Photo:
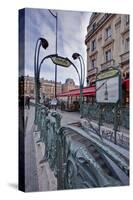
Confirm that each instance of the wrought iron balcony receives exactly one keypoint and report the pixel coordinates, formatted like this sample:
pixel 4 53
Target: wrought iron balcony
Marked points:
pixel 107 64
pixel 92 71
pixel 98 24
pixel 124 57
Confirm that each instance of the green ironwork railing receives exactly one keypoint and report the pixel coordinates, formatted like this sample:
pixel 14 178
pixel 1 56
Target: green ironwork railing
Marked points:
pixel 78 159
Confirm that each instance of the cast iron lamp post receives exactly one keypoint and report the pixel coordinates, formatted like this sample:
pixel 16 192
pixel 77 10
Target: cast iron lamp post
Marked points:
pixel 56 18
pixel 82 77
pixel 41 42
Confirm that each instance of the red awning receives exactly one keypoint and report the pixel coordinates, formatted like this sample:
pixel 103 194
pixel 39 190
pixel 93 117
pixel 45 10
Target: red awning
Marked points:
pixel 125 83
pixel 87 91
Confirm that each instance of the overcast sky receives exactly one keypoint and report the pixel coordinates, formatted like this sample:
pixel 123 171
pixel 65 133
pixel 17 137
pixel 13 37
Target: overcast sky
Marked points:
pixel 72 29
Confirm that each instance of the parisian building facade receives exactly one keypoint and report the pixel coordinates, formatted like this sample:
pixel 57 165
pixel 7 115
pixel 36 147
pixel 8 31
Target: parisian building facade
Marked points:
pixel 107 42
pixel 47 87
pixel 69 85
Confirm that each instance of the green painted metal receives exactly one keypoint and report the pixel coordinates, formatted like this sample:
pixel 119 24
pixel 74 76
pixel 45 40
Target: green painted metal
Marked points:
pixel 78 159
pixel 91 111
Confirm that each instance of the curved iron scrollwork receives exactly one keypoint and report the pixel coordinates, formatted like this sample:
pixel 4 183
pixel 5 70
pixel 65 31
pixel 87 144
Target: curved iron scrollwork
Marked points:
pixel 79 160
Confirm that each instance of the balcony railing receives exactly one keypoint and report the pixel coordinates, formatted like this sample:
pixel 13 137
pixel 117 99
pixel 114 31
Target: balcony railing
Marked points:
pixel 124 57
pixel 102 20
pixel 107 64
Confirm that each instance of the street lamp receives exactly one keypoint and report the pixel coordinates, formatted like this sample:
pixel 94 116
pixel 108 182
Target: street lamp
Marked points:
pixel 56 18
pixel 82 77
pixel 41 42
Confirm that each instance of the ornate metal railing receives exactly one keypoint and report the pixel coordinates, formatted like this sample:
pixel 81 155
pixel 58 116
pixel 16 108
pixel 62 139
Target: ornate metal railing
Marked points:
pixel 78 159
pixel 91 111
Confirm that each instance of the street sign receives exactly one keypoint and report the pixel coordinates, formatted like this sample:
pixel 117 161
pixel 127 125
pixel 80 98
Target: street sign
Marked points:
pixel 108 87
pixel 58 60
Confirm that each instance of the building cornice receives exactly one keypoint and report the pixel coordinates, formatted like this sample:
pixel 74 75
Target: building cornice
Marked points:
pixel 99 25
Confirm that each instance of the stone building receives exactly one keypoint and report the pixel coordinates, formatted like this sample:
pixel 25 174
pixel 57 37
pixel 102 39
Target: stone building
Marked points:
pixel 107 42
pixel 69 85
pixel 29 86
pixel 48 88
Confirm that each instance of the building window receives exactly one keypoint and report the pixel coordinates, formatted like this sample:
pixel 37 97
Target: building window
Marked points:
pixel 93 45
pixel 127 19
pixel 108 32
pixel 127 44
pixel 108 55
pixel 93 63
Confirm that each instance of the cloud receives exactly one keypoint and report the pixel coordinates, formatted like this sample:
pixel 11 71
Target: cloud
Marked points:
pixel 72 28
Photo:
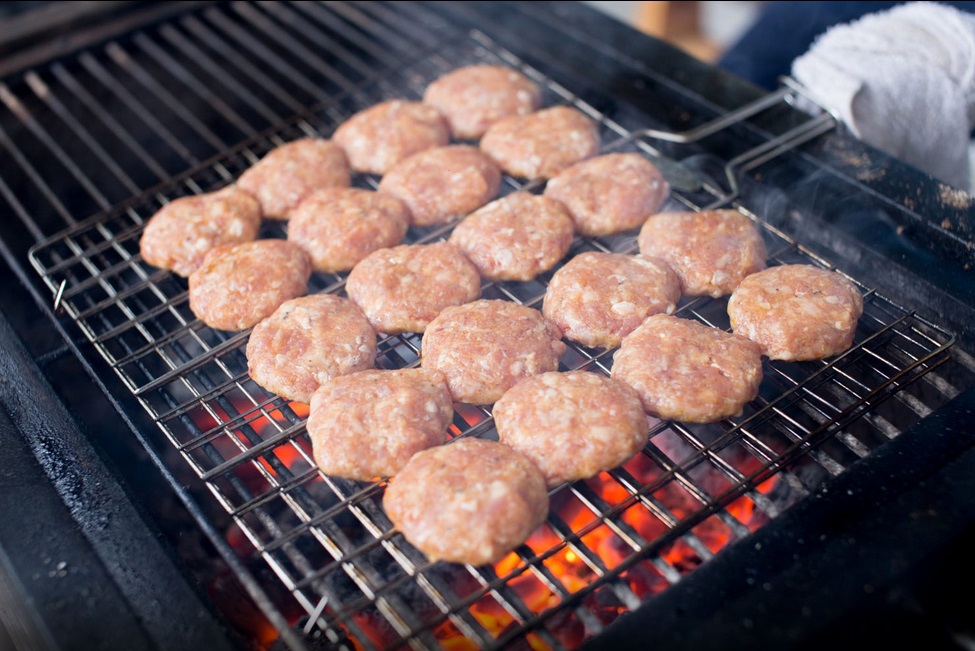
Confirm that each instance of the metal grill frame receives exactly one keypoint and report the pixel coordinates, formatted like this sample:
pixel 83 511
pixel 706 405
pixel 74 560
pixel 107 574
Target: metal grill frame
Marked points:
pixel 896 346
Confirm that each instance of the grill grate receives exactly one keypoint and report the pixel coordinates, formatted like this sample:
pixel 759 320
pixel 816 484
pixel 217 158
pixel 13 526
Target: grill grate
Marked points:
pixel 611 542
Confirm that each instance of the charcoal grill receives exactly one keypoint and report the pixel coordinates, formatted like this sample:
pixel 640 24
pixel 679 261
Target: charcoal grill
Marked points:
pixel 150 102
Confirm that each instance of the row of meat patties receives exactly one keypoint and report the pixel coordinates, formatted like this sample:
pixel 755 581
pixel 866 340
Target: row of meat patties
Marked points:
pixel 441 161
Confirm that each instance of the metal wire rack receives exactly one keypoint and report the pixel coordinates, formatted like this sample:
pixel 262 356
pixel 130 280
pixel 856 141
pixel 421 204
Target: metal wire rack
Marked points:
pixel 611 542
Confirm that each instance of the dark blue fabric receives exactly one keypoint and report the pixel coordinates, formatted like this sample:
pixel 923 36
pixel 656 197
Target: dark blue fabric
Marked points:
pixel 785 30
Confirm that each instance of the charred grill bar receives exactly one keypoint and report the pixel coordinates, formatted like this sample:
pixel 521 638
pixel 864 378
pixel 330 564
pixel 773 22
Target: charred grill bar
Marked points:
pixel 704 538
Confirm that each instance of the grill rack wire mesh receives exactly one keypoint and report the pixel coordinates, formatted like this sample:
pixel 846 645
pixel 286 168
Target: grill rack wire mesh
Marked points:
pixel 609 543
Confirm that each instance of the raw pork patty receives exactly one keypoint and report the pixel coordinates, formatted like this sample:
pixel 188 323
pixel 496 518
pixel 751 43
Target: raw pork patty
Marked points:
pixel 307 341
pixel 572 425
pixel 402 288
pixel 516 237
pixel 598 298
pixel 181 232
pixel 474 97
pixel 542 144
pixel 368 424
pixel 470 501
pixel 443 183
pixel 797 312
pixel 289 173
pixel 340 226
pixel 380 136
pixel 711 251
pixel 687 371
pixel 238 285
pixel 610 193
pixel 487 346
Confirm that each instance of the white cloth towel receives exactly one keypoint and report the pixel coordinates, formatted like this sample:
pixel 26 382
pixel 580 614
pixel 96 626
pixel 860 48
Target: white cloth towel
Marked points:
pixel 902 80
---
**About this exercise:** Among the entries above, the lines between the ones containing "pixel 755 581" and "Target: metal wire rack", inclusive, are to be transcribed exactly. No other line is to be given.

**Response to the exercise:**
pixel 755 581
pixel 866 340
Target: row of meat patties
Marked points:
pixel 441 161
Confirm that each instance of the metal wire rack receives exactly one keypoint and report the pixel coordinates, formatted like this sample:
pixel 262 356
pixel 130 280
pixel 856 141
pixel 421 204
Target: metal wire rack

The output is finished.